Наталия Зоркая, ведущий научный сотрудник отдела социально-политических исследований аналитического центра «Левада-центр»

Наталия Зоркая, ведущий научный сотрудник отдела социально-политических исследований аналитического центра «Левада-центр»

Арсений Несходимов для Republic

Великодержавный настрой россиян понемногу отступает перед реальностью. Люди все больше погружаются в кризисную депрессию и с тоской вспоминают о временах позднего СССР, о чем говорят и последние опросы. Возможен ли массовый протест в стране, жизнь в которой, по сути, не обещает гражданам ничего, кроме нарастающих трудностей? Об этом Republic поговорил с Наталией Зоркой, главой отдела социально-политических исследований и одним из старейших сотрудников «Левада-центра».

– Вызывают ли предстоящие думские выборы какие-то надежды на перемены в обществе? Что люди про них думают и думают ли вообще?

+++

■ **Что требуется сделать**:
1. С кем, судя по фрагменту интервью, Republic поговорил о возможности массового протеста в стране?
2. Перепишите из фрагмента интервью отрывок начиная со слов «Великодержавный настрой россиян» и заканчивая словами «думают ли вообще?».

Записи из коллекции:
+++

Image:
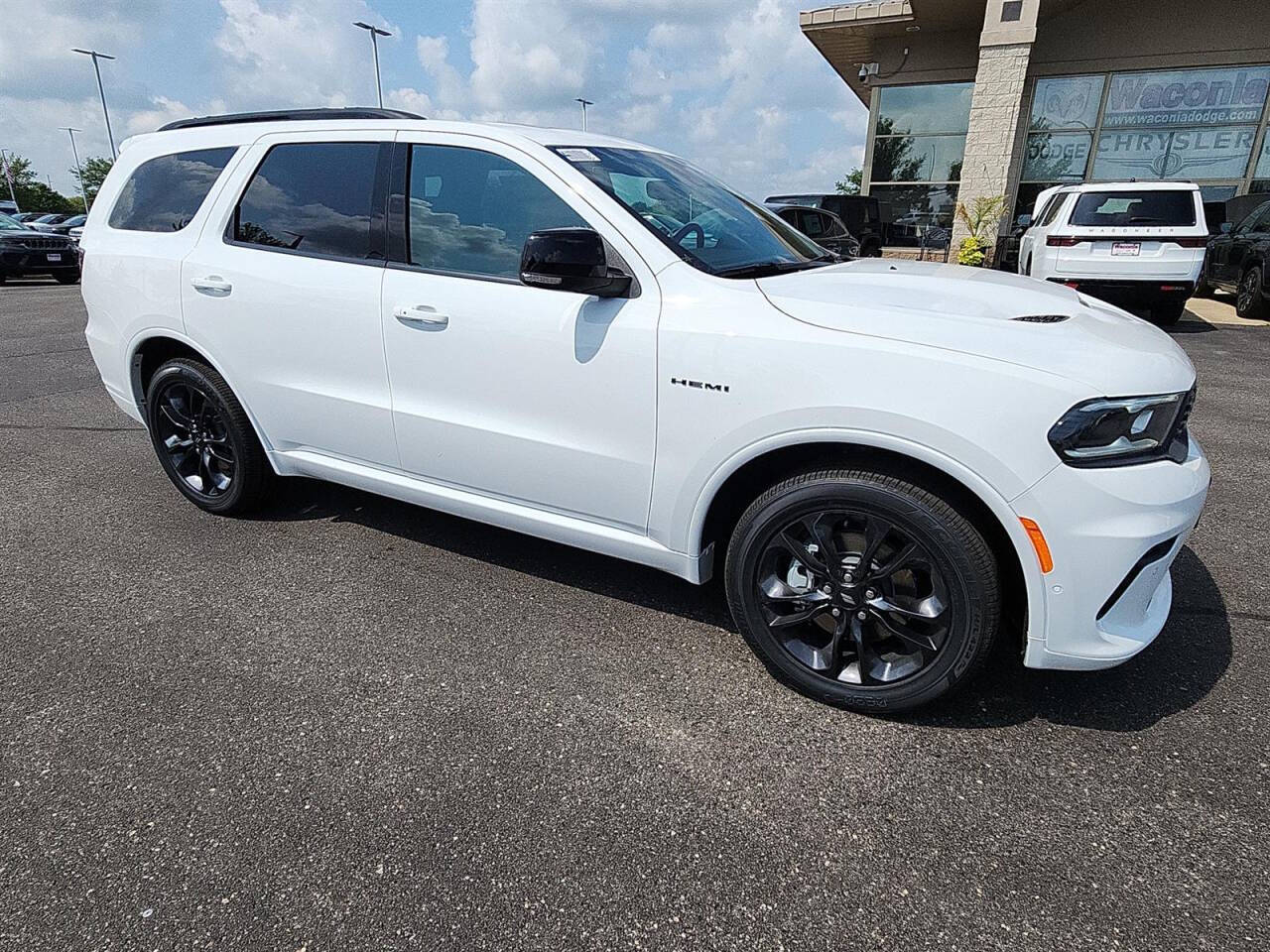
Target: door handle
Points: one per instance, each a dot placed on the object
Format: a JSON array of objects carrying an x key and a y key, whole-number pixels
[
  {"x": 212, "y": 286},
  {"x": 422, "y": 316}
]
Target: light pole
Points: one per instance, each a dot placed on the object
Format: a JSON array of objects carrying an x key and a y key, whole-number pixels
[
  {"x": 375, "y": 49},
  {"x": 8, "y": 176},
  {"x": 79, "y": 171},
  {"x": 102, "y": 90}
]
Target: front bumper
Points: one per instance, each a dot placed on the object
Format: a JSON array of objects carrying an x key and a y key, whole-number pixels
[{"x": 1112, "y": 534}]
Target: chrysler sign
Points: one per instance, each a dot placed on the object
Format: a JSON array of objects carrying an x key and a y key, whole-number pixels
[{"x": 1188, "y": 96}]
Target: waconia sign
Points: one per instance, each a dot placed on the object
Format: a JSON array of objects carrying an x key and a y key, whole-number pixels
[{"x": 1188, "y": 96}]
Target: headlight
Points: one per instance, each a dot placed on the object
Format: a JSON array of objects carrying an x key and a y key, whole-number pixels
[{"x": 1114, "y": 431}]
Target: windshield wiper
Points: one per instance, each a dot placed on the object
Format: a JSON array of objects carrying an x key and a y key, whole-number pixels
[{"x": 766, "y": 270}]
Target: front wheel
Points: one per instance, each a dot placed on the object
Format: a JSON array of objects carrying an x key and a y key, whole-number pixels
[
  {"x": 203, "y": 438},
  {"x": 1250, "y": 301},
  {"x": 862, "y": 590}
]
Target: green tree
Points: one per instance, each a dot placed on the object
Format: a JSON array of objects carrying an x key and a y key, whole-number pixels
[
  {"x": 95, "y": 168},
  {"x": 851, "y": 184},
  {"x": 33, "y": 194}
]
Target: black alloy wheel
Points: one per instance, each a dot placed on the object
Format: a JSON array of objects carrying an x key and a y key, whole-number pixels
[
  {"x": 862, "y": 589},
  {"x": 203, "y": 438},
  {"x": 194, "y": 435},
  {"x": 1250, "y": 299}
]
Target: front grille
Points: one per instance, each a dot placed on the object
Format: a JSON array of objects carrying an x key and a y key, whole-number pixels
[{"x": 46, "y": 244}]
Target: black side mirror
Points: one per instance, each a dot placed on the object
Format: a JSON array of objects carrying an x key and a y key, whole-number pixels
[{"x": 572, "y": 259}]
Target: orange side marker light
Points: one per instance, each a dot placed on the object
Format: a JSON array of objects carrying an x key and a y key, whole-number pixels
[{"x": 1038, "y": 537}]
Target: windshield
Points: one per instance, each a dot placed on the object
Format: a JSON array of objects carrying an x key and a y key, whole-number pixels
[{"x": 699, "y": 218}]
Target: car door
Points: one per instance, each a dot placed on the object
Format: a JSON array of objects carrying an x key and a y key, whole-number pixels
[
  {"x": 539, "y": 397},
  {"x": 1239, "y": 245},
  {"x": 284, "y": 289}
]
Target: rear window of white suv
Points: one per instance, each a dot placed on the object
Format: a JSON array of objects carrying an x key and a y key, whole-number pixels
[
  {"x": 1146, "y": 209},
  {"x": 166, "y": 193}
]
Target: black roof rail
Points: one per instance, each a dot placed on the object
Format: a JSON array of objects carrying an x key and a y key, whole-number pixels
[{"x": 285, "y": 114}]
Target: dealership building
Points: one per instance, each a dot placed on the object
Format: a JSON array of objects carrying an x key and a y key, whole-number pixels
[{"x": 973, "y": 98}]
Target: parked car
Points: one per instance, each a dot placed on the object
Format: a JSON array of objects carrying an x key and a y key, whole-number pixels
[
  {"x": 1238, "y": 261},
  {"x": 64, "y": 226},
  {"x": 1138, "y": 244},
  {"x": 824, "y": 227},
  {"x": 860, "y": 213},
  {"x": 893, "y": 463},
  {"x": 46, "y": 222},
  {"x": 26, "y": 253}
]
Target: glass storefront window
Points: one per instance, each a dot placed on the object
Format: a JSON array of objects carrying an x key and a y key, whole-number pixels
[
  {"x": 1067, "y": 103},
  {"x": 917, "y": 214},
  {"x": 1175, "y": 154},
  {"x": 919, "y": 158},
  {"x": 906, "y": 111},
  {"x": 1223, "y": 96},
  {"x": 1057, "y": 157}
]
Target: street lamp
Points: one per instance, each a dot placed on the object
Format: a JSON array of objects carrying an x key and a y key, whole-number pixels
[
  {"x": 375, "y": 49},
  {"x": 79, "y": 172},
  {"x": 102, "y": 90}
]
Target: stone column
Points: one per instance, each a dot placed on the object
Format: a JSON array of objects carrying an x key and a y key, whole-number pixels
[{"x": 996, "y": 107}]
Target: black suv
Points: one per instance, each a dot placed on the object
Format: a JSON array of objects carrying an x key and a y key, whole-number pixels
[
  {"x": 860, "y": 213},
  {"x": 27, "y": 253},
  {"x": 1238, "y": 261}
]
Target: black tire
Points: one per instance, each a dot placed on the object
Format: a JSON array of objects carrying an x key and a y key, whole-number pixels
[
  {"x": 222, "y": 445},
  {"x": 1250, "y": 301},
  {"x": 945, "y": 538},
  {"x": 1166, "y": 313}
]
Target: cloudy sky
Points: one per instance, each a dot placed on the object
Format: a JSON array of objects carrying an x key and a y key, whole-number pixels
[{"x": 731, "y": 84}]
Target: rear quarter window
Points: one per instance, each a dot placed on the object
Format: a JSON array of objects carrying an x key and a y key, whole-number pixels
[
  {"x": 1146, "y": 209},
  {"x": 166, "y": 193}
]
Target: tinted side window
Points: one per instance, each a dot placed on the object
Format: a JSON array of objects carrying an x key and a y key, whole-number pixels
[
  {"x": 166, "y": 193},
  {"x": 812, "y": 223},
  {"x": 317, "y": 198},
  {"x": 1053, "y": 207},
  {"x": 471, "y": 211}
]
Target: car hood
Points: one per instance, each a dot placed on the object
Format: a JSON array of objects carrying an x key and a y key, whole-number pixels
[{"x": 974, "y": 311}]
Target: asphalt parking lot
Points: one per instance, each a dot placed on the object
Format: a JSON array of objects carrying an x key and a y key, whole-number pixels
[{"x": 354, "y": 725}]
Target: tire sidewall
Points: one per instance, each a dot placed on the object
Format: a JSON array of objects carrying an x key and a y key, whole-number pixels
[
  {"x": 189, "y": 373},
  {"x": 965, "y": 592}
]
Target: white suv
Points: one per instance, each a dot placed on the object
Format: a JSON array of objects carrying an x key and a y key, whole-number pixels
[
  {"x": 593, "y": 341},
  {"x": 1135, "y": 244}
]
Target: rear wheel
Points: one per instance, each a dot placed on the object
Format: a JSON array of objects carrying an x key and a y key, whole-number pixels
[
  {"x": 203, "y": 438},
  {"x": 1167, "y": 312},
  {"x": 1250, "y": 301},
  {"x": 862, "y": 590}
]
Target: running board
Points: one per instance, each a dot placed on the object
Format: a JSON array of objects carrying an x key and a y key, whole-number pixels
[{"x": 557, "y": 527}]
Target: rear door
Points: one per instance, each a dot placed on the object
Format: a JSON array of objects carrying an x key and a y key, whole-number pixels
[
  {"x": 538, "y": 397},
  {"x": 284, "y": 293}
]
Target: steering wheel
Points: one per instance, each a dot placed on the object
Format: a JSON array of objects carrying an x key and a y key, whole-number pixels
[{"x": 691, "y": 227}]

+++

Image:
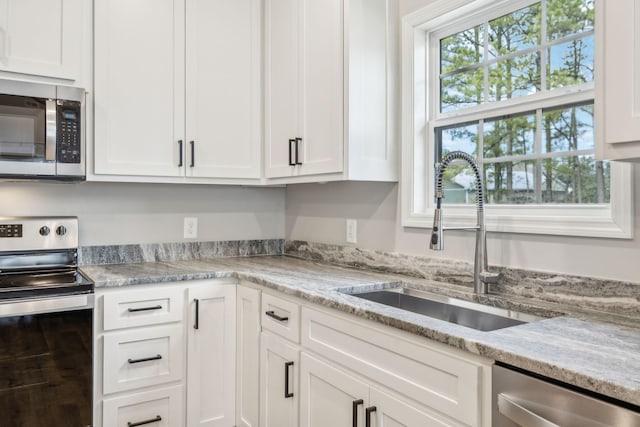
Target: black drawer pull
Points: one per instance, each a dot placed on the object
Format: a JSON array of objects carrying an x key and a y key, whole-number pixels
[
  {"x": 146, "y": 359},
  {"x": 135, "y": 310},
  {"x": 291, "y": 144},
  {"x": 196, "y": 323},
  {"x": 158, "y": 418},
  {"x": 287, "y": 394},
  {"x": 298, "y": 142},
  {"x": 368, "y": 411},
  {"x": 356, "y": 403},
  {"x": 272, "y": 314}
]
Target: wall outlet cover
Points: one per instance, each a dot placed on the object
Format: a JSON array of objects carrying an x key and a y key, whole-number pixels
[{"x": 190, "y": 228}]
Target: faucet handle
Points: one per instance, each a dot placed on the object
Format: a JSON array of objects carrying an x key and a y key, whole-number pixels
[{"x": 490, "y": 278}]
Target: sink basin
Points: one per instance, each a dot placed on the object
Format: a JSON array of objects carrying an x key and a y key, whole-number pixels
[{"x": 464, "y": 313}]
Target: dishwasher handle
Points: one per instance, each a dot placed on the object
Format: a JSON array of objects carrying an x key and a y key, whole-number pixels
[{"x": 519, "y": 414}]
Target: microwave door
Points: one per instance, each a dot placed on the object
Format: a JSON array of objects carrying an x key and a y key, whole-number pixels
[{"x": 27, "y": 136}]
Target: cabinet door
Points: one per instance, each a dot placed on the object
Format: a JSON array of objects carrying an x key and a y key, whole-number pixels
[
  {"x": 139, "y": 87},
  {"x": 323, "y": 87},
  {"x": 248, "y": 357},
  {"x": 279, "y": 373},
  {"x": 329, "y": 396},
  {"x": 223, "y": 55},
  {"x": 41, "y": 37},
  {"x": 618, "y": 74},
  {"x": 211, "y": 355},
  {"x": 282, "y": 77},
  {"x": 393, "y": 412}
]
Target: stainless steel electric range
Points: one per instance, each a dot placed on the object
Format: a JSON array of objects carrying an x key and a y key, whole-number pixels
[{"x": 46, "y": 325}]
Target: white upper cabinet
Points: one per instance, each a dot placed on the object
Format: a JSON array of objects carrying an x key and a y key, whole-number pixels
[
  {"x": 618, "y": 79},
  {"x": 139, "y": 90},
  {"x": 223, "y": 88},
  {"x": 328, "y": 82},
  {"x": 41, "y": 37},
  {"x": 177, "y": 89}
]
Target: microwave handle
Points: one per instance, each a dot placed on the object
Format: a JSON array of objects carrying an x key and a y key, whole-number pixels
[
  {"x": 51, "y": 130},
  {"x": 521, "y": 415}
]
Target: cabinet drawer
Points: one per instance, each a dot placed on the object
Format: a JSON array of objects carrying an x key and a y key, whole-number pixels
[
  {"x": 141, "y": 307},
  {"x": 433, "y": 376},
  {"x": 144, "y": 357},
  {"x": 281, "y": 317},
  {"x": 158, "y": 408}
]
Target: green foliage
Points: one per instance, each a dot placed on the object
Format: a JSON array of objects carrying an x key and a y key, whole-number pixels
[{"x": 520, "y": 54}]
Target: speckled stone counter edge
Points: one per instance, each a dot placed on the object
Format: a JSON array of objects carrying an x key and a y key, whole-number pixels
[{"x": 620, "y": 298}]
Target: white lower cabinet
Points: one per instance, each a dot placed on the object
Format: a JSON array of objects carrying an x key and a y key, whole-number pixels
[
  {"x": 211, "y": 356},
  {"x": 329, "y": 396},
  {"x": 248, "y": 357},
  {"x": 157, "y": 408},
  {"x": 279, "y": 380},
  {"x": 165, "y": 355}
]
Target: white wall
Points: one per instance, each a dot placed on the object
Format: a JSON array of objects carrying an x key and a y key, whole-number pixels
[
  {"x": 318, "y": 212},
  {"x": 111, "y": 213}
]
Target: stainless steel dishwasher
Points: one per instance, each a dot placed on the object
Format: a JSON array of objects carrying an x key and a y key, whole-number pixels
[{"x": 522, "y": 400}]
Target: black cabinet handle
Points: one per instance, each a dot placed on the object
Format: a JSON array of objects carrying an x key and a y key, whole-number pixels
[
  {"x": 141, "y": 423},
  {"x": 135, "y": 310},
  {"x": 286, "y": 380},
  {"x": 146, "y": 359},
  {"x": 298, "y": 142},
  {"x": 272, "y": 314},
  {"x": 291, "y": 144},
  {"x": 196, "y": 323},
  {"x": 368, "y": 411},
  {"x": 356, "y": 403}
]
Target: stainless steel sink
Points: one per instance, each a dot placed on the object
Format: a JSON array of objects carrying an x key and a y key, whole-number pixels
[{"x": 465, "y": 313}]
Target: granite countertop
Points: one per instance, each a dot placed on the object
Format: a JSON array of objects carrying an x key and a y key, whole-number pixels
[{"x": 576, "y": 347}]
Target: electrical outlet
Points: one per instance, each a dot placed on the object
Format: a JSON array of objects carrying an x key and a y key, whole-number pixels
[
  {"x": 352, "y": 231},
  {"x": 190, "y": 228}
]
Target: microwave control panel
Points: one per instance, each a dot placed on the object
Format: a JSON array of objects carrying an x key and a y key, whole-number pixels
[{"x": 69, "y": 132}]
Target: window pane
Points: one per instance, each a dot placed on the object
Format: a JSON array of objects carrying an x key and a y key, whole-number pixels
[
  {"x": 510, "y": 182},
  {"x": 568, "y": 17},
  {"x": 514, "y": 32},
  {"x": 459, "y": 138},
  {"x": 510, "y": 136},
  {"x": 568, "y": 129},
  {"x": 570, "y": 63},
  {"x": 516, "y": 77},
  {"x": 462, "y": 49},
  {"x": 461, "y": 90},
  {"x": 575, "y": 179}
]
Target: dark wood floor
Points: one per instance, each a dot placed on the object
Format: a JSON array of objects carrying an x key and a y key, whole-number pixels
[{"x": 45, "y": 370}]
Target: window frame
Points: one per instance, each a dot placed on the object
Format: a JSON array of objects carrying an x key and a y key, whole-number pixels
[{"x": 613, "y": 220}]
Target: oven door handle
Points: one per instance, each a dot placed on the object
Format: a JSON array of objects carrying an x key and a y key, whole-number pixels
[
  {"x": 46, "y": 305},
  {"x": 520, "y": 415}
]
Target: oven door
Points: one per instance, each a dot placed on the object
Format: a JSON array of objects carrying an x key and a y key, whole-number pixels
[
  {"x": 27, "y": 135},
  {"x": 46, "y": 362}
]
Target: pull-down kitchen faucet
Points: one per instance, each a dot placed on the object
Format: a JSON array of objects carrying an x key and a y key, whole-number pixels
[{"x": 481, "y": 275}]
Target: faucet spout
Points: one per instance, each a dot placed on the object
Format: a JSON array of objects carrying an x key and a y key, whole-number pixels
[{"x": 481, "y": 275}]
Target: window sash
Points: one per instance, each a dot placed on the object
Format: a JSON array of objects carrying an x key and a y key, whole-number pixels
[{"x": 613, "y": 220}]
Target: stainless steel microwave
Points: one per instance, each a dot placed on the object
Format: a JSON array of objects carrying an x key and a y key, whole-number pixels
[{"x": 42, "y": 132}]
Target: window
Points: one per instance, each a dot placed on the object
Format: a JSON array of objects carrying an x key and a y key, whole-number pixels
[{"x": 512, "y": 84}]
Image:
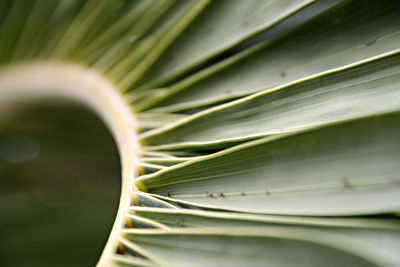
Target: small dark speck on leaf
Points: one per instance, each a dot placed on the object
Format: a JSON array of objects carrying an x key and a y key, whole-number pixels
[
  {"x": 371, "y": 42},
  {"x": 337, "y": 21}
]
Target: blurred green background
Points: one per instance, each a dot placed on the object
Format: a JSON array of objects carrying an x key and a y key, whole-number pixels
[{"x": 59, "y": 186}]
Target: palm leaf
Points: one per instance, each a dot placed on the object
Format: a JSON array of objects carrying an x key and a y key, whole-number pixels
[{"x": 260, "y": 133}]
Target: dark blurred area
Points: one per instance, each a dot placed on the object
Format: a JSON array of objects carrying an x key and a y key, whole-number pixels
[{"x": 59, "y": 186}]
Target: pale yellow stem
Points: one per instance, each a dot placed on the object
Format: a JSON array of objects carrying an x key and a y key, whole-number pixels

+++

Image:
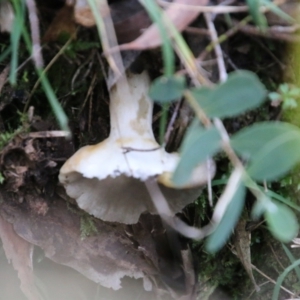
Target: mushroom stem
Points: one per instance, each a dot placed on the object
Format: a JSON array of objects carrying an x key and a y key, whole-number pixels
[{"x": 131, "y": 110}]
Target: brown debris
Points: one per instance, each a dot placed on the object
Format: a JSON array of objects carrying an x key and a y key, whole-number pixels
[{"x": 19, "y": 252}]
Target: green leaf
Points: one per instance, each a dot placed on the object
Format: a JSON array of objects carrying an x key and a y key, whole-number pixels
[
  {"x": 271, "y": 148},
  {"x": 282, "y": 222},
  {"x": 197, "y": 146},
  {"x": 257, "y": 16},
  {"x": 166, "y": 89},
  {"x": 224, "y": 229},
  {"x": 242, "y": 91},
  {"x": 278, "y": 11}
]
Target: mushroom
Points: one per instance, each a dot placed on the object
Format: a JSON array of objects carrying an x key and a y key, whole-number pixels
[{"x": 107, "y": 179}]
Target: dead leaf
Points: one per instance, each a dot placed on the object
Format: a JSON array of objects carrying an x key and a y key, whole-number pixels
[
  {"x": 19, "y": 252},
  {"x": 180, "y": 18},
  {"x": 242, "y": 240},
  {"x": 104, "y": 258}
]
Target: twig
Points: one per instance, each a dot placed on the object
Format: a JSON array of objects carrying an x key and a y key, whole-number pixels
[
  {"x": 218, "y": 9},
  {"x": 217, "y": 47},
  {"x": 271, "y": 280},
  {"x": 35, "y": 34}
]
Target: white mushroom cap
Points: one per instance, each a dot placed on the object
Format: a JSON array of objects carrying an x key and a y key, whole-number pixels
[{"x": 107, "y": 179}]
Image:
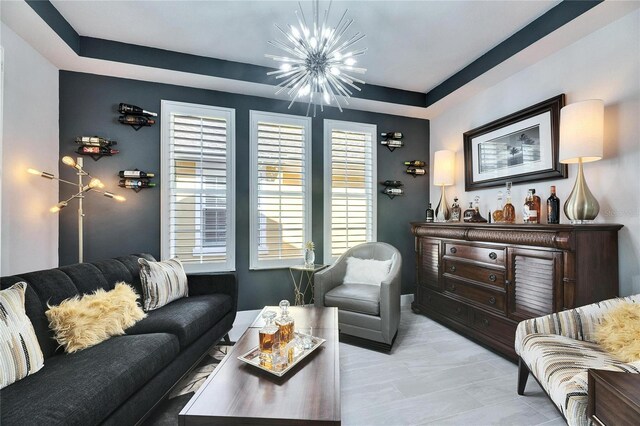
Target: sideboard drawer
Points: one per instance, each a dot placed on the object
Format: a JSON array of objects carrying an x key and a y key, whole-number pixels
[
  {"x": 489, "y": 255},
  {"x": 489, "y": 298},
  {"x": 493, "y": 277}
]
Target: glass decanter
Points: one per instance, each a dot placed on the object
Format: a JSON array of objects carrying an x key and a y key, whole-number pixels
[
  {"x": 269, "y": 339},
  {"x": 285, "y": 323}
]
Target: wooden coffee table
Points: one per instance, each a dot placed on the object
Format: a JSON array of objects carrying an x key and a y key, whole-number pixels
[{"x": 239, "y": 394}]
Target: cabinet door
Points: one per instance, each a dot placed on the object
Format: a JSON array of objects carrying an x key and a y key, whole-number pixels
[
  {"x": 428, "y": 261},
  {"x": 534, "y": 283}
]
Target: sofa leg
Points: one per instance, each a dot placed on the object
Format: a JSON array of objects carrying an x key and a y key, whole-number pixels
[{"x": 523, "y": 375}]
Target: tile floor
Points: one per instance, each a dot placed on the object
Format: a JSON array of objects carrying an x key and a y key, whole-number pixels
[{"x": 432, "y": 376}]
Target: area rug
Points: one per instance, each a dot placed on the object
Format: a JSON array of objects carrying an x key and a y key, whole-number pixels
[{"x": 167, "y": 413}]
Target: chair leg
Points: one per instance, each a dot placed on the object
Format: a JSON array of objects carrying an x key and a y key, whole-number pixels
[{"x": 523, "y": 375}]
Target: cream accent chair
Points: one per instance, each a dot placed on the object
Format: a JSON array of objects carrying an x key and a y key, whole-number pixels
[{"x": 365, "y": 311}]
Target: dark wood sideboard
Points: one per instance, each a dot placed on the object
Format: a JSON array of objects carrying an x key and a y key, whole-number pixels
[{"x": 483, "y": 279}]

+++

■ **Ответы по порядку**:
1. С Наталией Зоркой, главой отдела социально-политических исследований и одним из старейших сотрудников «Левада-центра».

2.
Великодержавный настрой россиян понемногу отступает перед реальностью. Люди все больше погружаются в кризисную депрессию и с тоской вспоминают о временах позднего СССР, о чем говорят и последние опросы. Возможен ли массовый протест в стране, жизнь в которой, по сути, не обещает гражданам ничего, кроме нарастающих трудностей? Об этом Republic поговорил с Наталией Зоркой, главой отдела социально-политических исследований и одним из старейших сотрудников «Левада-центра».

– Вызывают ли предстоящие думские выборы какие-то надежды на перемены в обществе? Что люди про них думают и думают ли вообще?